• _Document segment_
= = = = = = =

Hello again Everyone.
I would have created this post yesterday, as yesterday was my Day 5, but I just didn't have the energy, and so many weird things started to happen that I figured, I wanted to let the day play out to see what else I might experience, and then update on Day 6.
Let me start with that constant "pressure feeling" we recent jaw surgery patients keep talking about. Day 5 was the first day that I didn't have this feeling. Well, I did, but in a different kind of way. I woke up feeling fine. I had made it through another night semi-comfortably and having slept most of the night, with the exception of waking up a couple times due to nightmares and night-sweats. I kept dreaming I was falling or tripping over something, and then would wake up startled because my body would manifest the falling feeling by "jumping" in my sleep. This was really annoying, but mostly because I found myself drowned in sweat when I would wake up. When morning came, I took a long shower (w/o getting my head wet), and realized in the shower that I felt like my face had gotten smaller. I was only feeling that pressure feeling in certain parts of my face: my nose, right under my nose, the corners of my mouth, my chin, and a bit in my jowls. I looked in the mirror, but I couldn't see much difference in my face between day 4 and day 5, even though my face actually felt different. I kept icing on and off, and later realized the other major change, I could feel the inside of my teeth with my tongue. I hadn't realized that I couldn't feel my teeth before. So, feeling them all of a sudden was a (welcome) surprise. I also realized that I couldn't feel the roof of my mouth so much. I guess I hadn't realized that I couldn't feel that either in the earlier days. I can feel my tongue run across it lightly, but not like before surgery. Having this new feeling in my mouth, made me sensitive to very hot or very cold things toward the end of the evening. Up until this, I kept asking to be served water, and some of my protein meals as cold as possible, but I realized that the cold feeling in my mouth it really hurt my teeth.
Also, I realized I could move and "strectch" my lips a whole lot more than before. I can now kinda smile. I was able to look under my top lip, and saw that it's raw with callouses and cuts, I think from the hooks and wires rubbing against my lips while they were swollen. I managed to brush lightly, and use my water pik very gently to help my mouth feel a bit cleaner.

= = = = = = =

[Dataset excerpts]
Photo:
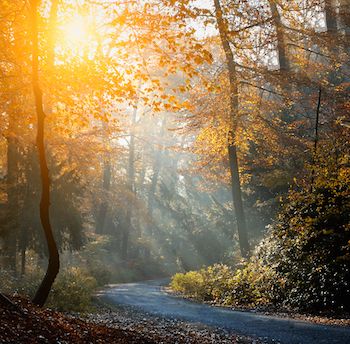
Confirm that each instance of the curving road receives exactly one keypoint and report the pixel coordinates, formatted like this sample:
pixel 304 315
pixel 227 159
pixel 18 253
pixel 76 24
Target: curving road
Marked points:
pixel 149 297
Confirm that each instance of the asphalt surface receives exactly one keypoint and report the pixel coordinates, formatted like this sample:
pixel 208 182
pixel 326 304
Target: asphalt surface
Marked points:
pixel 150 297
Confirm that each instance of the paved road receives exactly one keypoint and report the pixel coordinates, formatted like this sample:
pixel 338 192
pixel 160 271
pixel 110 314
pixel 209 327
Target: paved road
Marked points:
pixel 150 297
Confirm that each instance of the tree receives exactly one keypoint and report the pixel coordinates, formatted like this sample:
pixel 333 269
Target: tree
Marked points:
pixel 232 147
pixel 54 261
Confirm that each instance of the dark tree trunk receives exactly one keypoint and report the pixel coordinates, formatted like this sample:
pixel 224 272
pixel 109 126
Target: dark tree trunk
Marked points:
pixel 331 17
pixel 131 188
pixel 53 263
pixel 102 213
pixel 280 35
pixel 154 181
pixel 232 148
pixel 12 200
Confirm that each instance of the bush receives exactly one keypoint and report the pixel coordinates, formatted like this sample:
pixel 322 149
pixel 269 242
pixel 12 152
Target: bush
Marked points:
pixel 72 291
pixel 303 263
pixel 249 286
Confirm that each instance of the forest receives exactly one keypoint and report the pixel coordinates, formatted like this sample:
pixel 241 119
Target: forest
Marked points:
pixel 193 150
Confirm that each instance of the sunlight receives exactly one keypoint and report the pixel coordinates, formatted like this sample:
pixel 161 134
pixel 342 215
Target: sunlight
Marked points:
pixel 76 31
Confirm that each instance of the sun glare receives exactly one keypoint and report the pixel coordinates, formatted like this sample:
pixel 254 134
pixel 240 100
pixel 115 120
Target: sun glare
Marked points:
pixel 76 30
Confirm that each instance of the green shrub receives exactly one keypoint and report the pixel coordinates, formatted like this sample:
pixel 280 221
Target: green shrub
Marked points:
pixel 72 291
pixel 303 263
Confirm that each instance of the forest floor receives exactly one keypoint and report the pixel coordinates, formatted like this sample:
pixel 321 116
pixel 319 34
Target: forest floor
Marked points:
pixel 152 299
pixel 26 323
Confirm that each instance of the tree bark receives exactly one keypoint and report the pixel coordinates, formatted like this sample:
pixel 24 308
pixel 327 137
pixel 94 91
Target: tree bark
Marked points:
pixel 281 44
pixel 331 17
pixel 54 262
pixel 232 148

= = = = = = =

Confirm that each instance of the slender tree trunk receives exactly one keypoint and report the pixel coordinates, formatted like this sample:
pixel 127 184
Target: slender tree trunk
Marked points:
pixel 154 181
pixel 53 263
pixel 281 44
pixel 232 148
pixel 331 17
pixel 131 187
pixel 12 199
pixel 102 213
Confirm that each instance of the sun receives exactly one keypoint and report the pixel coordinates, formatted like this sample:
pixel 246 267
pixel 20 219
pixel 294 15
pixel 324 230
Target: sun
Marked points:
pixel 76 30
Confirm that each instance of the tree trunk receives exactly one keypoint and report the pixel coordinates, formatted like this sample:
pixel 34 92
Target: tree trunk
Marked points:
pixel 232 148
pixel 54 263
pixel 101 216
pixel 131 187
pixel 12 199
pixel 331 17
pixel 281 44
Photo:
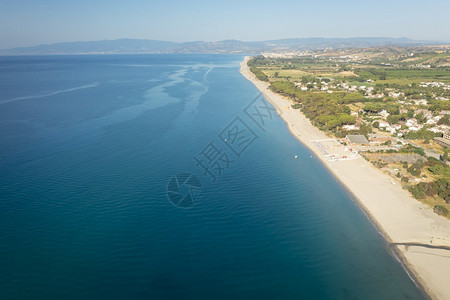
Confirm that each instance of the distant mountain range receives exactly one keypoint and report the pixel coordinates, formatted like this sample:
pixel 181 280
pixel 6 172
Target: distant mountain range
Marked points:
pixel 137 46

= = = = = = =

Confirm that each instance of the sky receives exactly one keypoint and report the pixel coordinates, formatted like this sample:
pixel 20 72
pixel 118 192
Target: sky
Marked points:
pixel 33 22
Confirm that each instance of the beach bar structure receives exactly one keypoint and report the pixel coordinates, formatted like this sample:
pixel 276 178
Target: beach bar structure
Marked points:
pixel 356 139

= = = = = = =

• _Questions to answer_
A. In the jaw surgery recovery post, what did the writer discover they could feel with their tongue on Day 5?
B. Set down everything in the jaw surgery recovery post from "Hello again Everyone." down to "update on Day 6.".

• _Results for each task_
A. The inside of their teeth.

B.
Hello again Everyone.
I would have created this post yesterday, as yesterday was my Day 5, but I just didn't have the energy, and so many weird things started to happen that I figured, I wanted to let the day play out to see what else I might experience, and then update on Day 6.